* [Trecho para análise]:
════
Essa sensação de sufoco causado pode ser ilustrada por uma cena do filme São Paulo Sociedade Anônima, de Luís Sérgio Person (1936-1976). Nela, o personagem Carlos, gerente de uma fábrica de automóveis, caminha atordoado pelo centro de São Paulo e desabafa com insatisfação sobre a sua rotina e seus problemas pessoais: “Recomeçar! Trabalhar! Mil vezes tentar ser um homem. Trabalhar com Arturo. Esquecer Ana. Apagar Luciana. Não lembrar-se senão do trabalho, das cinquenta obrigações diárias. Lembrar-se somente das mil chateações diárias do trabalho. Lembrar-se de uma engrenagem, e mais outra, e mais outra e mais outra! De uma engrenagem e depois do eixo que deve ser entregue dentro do prazo estabelecido. Mil vezes recomeçar… Recomeçar de novo, recomeçar sempre. Lembrar-se das cinquenta obrigações diárias do trabalho. Recomeçar! Aceitar! Aceitar!”, diz Carlos, interpretado por Walmor Chagas (1930-2013).
════
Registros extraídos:
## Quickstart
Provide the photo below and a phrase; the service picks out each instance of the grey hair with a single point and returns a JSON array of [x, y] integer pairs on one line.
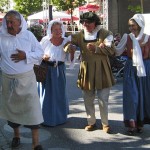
[[15, 13]]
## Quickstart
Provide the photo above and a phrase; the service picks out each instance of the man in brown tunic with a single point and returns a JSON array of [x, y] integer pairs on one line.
[[95, 75]]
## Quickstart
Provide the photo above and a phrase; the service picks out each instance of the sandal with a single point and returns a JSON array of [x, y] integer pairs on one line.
[[131, 131]]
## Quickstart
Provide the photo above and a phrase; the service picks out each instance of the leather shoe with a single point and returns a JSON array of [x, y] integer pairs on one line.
[[38, 147], [15, 142], [106, 128], [90, 127]]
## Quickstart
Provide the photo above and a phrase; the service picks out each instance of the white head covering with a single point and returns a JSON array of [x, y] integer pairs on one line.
[[137, 53], [49, 34], [23, 25]]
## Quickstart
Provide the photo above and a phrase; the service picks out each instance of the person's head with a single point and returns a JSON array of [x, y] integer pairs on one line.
[[55, 29], [136, 24], [89, 20], [13, 22]]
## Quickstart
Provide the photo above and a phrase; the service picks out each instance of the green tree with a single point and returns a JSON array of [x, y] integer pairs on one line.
[[28, 7], [68, 5], [137, 8]]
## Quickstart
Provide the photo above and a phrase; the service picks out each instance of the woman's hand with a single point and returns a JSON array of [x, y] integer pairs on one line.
[[20, 55]]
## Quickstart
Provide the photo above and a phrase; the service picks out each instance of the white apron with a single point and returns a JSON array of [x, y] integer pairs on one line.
[[20, 101]]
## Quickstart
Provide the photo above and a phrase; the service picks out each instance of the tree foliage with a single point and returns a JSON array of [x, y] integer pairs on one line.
[[68, 5], [28, 7]]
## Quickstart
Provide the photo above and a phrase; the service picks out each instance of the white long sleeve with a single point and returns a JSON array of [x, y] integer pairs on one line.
[[121, 45]]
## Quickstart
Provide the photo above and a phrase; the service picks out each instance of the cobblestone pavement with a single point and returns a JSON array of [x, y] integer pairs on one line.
[[72, 136]]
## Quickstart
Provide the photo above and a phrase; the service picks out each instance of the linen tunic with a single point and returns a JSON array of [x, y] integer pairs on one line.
[[52, 92], [95, 71], [19, 102]]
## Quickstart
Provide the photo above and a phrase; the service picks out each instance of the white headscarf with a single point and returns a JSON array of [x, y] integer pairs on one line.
[[137, 53], [23, 25], [49, 33]]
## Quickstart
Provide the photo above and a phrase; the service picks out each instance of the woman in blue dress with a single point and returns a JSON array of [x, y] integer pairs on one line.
[[53, 91], [136, 85]]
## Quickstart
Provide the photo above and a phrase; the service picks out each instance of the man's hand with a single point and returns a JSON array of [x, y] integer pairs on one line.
[[20, 55], [46, 57], [91, 47]]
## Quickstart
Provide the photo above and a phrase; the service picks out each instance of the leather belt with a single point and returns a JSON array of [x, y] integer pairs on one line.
[[53, 63]]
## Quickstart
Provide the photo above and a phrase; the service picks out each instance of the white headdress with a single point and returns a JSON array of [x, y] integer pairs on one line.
[[49, 33], [137, 53]]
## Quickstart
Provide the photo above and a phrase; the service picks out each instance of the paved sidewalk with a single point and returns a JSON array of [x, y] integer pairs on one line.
[[72, 136]]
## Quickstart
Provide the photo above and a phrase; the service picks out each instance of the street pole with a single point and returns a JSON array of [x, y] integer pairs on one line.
[[142, 6]]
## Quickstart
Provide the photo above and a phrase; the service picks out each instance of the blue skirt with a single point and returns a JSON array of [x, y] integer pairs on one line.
[[53, 96], [136, 95]]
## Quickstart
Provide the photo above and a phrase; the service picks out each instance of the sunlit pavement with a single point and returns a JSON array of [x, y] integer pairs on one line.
[[72, 136]]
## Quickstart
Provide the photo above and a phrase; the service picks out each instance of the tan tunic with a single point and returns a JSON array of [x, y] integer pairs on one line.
[[95, 71], [20, 101]]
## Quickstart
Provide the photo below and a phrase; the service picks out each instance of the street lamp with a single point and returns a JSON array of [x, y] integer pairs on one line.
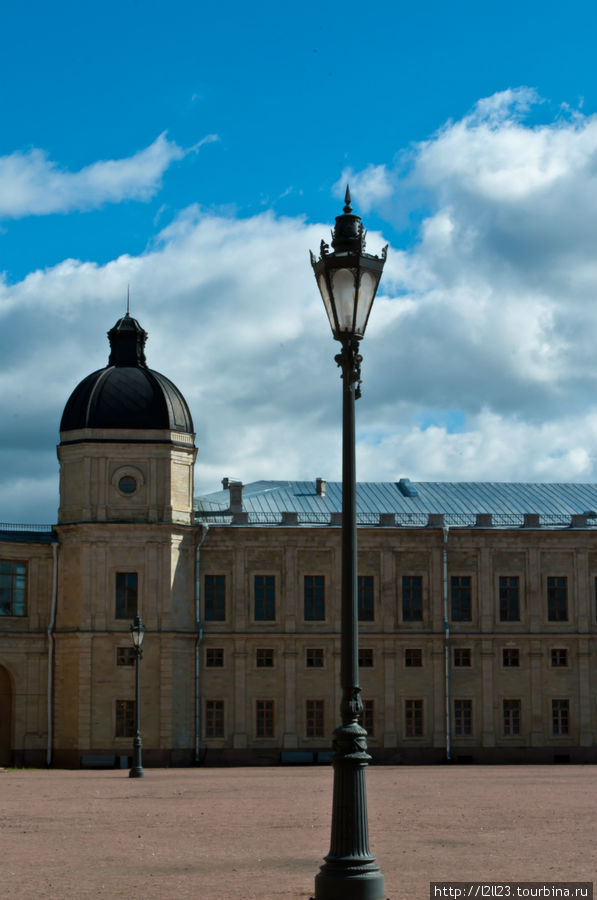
════
* [Instruções da tarefa]:
Prossiga o trecho sobre a cena do filme São Paulo Sociedade Anônima, começando logo após a última frase apresentada. Os itens provêm de uma fonte distinta da do trecho.

* [Resposta à tarefa]:
Mudanças cotidianas
Na prática, o que a filosofia de vida do chamado “modo slow” propõe é uma constante e abrangente mudança de práticas e comportamentos cotidianos, que procurem diminuir o estresse e melhorar a qualidade de vida. Segundo a professora, ele pode estar presente em tudo que fizermos. “Desde que você esteja disposto a ter consciência e atenção plena (“mindfulness”). Priorizar a qualidade em vez da velocidade; Resgatar o tempo para descanso (sem culpa) reflexão, conexão humana e muitas leituras leves e construtivas; ter um consumo consciente – rejeitar excessos. Viver de uma forma mais alinhada com a natureza humana e ter uma conexão com a espiritualidade que acredita, também faz parte”, orienta.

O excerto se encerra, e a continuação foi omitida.